> [Record extracts]
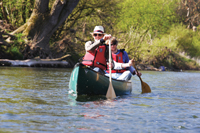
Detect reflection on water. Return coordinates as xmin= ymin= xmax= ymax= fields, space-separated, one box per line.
xmin=0 ymin=67 xmax=200 ymax=133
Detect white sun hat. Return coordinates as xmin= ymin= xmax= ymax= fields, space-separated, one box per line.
xmin=91 ymin=26 xmax=105 ymax=34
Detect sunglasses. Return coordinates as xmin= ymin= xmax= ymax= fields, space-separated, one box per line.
xmin=94 ymin=34 xmax=102 ymax=36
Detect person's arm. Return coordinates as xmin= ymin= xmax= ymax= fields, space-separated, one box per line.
xmin=123 ymin=51 xmax=136 ymax=75
xmin=85 ymin=39 xmax=105 ymax=52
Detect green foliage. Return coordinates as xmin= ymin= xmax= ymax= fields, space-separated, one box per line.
xmin=3 ymin=0 xmax=34 ymax=26
xmin=117 ymin=0 xmax=178 ymax=35
xmin=177 ymin=31 xmax=200 ymax=57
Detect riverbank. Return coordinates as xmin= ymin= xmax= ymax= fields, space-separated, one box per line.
xmin=0 ymin=56 xmax=194 ymax=71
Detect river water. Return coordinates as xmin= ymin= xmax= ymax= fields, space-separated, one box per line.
xmin=0 ymin=67 xmax=200 ymax=133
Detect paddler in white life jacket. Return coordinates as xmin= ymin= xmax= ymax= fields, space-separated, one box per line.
xmin=82 ymin=26 xmax=133 ymax=74
xmin=105 ymin=37 xmax=142 ymax=80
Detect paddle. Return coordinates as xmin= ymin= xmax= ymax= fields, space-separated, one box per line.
xmin=132 ymin=61 xmax=151 ymax=94
xmin=106 ymin=40 xmax=116 ymax=99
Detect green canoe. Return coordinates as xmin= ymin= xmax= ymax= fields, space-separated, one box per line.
xmin=69 ymin=63 xmax=132 ymax=96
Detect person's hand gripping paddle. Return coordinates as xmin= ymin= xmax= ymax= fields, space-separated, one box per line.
xmin=106 ymin=40 xmax=116 ymax=99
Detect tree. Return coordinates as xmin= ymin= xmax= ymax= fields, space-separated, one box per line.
xmin=12 ymin=0 xmax=79 ymax=58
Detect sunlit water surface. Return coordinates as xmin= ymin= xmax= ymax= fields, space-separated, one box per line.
xmin=0 ymin=67 xmax=200 ymax=133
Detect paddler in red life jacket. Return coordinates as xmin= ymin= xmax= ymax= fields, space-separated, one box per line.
xmin=82 ymin=26 xmax=133 ymax=74
xmin=105 ymin=37 xmax=142 ymax=80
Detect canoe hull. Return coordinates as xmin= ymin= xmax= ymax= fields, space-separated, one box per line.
xmin=69 ymin=64 xmax=132 ymax=96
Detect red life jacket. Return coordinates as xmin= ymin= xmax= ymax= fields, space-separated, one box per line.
xmin=106 ymin=49 xmax=126 ymax=73
xmin=82 ymin=45 xmax=106 ymax=70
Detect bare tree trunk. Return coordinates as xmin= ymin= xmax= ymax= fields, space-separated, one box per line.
xmin=13 ymin=0 xmax=79 ymax=58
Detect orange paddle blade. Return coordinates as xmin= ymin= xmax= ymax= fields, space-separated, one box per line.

> [What the task asks] Copy every entry above word for word, without the pictures.

> [Response]
Detect reflection on water. Return coordinates as xmin= ymin= xmax= ymax= fields, space-separated, one box per line.
xmin=0 ymin=67 xmax=200 ymax=133
Detect white sun hat. Return coordinates as xmin= ymin= xmax= ymax= fields, space-separated, one box per line.
xmin=91 ymin=26 xmax=105 ymax=34
Detect sunglasses. Return coordinates as xmin= ymin= xmax= ymax= fields, space-separated, one box per line.
xmin=94 ymin=34 xmax=102 ymax=36
Detect person's arm. Return coordinates as xmin= ymin= xmax= ymax= fields, space-separated, one box per line.
xmin=123 ymin=51 xmax=136 ymax=75
xmin=85 ymin=39 xmax=105 ymax=52
Detect green foliage. Return coordinates as xmin= ymin= xmax= ymax= fields, space-separated, one box per line.
xmin=3 ymin=0 xmax=34 ymax=26
xmin=117 ymin=0 xmax=178 ymax=35
xmin=177 ymin=31 xmax=200 ymax=57
Detect riverbank. Return coordinates as xmin= ymin= xmax= ymax= fields, space-separated, one box per line.
xmin=0 ymin=56 xmax=194 ymax=71
Detect river water. Return coordinates as xmin= ymin= xmax= ymax= fields, space-separated, one box per line.
xmin=0 ymin=67 xmax=200 ymax=133
Detect paddler in white life jacket. Return coordinates as xmin= ymin= xmax= ymax= fields, space-separated, one box per line.
xmin=82 ymin=26 xmax=133 ymax=74
xmin=105 ymin=37 xmax=142 ymax=80
Detect paddle. Return coordinates as xmin= ymin= xmax= ymax= fields, space-separated, one box per line.
xmin=132 ymin=61 xmax=151 ymax=94
xmin=106 ymin=40 xmax=116 ymax=99
Detect green canoe. Return coordinates as xmin= ymin= xmax= ymax= fields, space-separated, one box per line.
xmin=69 ymin=63 xmax=132 ymax=96
Detect person's hand gripping paddle. Return coordinates as xmin= ymin= xmax= ymax= fields, space-separated, one box per line.
xmin=106 ymin=40 xmax=116 ymax=99
Detect tree. Return coordinates as xmin= ymin= xmax= ymax= fields, space-separated, one box per line.
xmin=12 ymin=0 xmax=79 ymax=58
Detect sunlit water surface. Return coordinates as xmin= ymin= xmax= ymax= fields, space-separated, one box per line.
xmin=0 ymin=67 xmax=200 ymax=133
Detect paddler in red life jacket. Return coordinates as xmin= ymin= xmax= ymax= fields, space-separated, one box per line.
xmin=82 ymin=26 xmax=133 ymax=74
xmin=105 ymin=37 xmax=142 ymax=80
Detect canoe hull. Return coordinates as xmin= ymin= xmax= ymax= fields, space-separated, one box per line.
xmin=69 ymin=64 xmax=132 ymax=96
Detect red life jacket. Return coordinates as xmin= ymin= xmax= ymax= fields, space-separated, one box per line.
xmin=106 ymin=49 xmax=126 ymax=73
xmin=82 ymin=45 xmax=106 ymax=70
Detect bare tree trunk. Return coordinates as xmin= ymin= xmax= ymax= fields, space-separated, one box per line.
xmin=13 ymin=0 xmax=79 ymax=58
Detect orange paddle blade. Return coordinates as xmin= ymin= xmax= ymax= fields, space-separated, one box per line.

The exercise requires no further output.